=== RECORDS FOR THIS TASK ===

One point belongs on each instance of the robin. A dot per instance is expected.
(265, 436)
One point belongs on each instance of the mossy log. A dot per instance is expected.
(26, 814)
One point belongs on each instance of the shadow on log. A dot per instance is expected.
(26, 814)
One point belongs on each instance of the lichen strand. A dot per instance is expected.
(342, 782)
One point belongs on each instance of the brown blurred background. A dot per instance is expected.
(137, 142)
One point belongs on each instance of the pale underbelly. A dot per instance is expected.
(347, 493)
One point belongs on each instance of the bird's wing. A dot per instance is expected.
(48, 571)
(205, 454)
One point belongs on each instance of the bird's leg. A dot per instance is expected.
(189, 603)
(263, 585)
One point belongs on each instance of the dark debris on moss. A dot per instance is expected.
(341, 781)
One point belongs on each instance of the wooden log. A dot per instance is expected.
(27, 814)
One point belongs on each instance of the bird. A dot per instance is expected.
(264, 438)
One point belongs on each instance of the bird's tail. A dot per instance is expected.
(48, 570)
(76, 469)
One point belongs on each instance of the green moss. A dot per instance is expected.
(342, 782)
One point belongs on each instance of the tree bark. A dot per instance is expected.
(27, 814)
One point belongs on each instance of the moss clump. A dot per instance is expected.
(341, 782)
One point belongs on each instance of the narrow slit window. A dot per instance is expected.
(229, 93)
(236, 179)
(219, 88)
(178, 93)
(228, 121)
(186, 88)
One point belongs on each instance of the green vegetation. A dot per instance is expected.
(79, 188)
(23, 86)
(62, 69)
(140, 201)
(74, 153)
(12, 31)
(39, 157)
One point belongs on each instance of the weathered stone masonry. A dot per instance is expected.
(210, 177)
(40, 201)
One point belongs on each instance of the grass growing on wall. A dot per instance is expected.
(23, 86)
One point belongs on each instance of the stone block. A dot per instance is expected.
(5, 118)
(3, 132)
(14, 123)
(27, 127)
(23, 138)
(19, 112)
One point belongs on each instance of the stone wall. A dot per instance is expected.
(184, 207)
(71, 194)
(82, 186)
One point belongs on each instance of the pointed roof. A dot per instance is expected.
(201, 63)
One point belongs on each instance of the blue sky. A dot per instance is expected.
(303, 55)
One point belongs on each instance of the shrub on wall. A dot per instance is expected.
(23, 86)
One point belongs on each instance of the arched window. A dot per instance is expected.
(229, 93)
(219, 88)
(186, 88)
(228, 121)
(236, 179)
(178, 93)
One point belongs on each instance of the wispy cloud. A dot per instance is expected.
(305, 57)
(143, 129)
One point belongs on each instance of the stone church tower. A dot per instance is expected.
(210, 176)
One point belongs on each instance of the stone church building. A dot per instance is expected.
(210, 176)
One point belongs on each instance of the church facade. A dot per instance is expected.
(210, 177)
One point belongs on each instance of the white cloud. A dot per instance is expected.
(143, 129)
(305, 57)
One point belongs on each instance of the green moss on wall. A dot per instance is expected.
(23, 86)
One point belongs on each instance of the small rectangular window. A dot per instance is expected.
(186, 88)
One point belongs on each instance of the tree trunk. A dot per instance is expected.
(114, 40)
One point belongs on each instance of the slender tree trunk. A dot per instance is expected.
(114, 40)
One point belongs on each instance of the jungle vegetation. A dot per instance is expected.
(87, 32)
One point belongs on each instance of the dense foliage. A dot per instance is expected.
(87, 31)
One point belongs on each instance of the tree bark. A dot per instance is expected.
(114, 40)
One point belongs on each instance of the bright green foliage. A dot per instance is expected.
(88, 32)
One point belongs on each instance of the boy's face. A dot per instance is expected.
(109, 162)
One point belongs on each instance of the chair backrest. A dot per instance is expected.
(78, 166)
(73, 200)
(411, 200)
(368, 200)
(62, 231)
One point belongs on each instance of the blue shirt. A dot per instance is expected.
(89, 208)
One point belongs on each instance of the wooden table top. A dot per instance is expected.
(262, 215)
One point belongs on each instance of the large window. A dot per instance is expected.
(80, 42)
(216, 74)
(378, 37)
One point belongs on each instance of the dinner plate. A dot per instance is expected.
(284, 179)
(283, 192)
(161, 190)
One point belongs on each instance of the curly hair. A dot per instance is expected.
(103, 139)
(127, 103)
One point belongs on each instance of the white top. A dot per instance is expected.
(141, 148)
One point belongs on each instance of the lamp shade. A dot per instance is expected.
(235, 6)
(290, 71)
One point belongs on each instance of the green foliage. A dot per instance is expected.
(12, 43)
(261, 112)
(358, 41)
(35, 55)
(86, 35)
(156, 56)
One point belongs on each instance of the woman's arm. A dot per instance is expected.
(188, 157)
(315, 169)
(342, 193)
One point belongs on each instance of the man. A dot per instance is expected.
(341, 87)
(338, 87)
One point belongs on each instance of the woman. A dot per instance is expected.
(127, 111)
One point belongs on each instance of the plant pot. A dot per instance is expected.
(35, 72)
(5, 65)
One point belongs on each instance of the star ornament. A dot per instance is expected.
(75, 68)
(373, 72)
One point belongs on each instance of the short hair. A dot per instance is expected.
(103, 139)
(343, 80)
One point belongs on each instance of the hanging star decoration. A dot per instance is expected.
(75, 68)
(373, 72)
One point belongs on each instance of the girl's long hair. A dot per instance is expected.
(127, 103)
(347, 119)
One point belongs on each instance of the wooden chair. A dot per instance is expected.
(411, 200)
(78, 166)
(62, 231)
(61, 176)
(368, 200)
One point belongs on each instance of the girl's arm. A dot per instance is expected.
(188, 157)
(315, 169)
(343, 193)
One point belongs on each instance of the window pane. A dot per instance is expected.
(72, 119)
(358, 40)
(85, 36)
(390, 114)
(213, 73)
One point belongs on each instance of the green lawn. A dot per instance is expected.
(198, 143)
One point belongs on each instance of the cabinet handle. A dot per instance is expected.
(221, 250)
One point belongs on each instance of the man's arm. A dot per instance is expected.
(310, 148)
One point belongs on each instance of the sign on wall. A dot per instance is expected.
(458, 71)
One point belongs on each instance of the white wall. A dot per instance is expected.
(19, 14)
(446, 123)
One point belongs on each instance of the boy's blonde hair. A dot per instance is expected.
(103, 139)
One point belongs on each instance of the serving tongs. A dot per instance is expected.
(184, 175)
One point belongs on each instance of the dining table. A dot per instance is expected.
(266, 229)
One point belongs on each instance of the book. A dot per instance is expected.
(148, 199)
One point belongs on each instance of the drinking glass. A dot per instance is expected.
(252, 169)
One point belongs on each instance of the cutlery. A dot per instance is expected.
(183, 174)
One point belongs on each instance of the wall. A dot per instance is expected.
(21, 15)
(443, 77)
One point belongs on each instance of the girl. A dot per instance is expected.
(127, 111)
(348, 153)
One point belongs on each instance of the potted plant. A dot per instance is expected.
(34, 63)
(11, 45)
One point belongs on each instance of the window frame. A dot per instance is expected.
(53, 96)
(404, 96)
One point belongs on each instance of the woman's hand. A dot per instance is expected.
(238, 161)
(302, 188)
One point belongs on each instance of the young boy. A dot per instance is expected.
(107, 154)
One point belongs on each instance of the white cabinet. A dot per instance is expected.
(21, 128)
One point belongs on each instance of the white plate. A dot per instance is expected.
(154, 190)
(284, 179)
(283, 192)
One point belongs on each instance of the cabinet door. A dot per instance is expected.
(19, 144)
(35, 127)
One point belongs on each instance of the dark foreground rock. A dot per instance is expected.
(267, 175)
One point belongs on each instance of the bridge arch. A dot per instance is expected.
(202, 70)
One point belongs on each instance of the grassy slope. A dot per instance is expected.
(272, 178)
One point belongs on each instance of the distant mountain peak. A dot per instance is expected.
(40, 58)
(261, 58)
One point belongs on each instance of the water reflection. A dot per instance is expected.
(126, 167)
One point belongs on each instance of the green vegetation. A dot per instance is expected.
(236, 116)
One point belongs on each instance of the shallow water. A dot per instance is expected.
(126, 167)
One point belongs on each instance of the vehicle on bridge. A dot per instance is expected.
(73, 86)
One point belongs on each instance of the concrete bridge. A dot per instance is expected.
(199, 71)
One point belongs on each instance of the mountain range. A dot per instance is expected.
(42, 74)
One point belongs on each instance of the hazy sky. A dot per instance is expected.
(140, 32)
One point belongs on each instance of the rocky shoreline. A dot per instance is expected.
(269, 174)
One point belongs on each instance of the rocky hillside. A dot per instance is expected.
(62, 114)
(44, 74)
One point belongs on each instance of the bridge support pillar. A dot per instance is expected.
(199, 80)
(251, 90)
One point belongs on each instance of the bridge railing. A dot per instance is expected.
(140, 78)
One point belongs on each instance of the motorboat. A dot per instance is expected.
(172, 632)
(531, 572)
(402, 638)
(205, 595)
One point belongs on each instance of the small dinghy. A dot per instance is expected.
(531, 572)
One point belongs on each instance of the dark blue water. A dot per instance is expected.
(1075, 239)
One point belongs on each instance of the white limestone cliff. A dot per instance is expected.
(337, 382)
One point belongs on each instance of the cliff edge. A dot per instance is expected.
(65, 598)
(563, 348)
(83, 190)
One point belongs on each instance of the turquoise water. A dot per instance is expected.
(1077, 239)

===

INSTRUCTION -
Copy out every line from the line with "One point belongs on each instance of the motorboat." to the line with "(1075, 239)", both included, and shift each coordinate in the items' answers by adding 8 to both of its numbers.

ANSWER TO THE EXERCISE -
One point belongs on each instance of the motorboat. A dot per instance is expected.
(180, 640)
(539, 580)
(410, 646)
(213, 603)
One point belongs on each instance of the small dinghy. A dot per instance is expected.
(539, 580)
One point belongs on each instance of the dark blue water. A dot per instance is expected.
(1083, 247)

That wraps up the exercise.